The Cherry Mobile Flare lineup has carved a name for itself in the local scene by luring in the budget-conscious crowd with its affordable price tag and pretty decent spec sheet. This time though, the company has added a 720p display in the mix which makes the Flare HD even more interesting.
In case you missed it, here’s our quick first impression of the handset just to get your feet wet for our review.
Display and Multimedia
One of the caveats of the Flare handsets was not having a decent screen. This has always been the case for inexpensive handsets with quad-core processors but has a poor WVGA display.
But Cherry Mobile is looking to change that with the Flare HD. And although their new budget smartphone is, by far, the most expensive handset among the Flares, it’s still cheaper compared to other handsets with the same feature set.
The Flare HD sports a 4.3-inch IPS display with 720p resolution, making it an ideal companion when watching movies or viewing high-resolution pictures. The brightness levels and color rendition were generally OK for the most part, and we didn’t have any issues using the phone under broad daylight.
********************
- **What is expected**
From the text above about the Cherry Mobile Flare HD, list every detail it gives about the phone's display hardware, such as size, panel type, and resolution.

- **Data shown**
********************
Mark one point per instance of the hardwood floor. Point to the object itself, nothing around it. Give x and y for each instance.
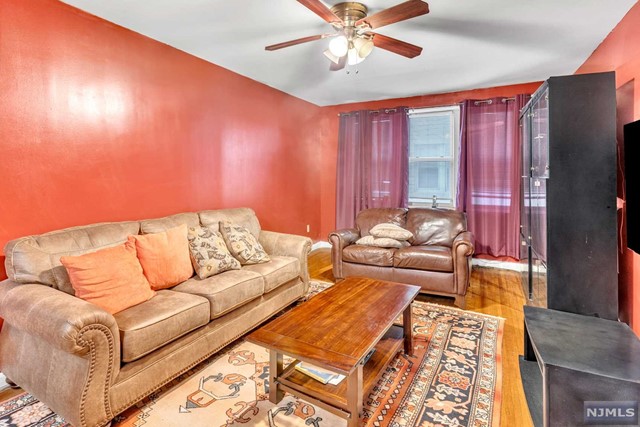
(495, 292)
********************
- **Exercise response**
- 4.3-inch size
- IPS panel
- 720p resolution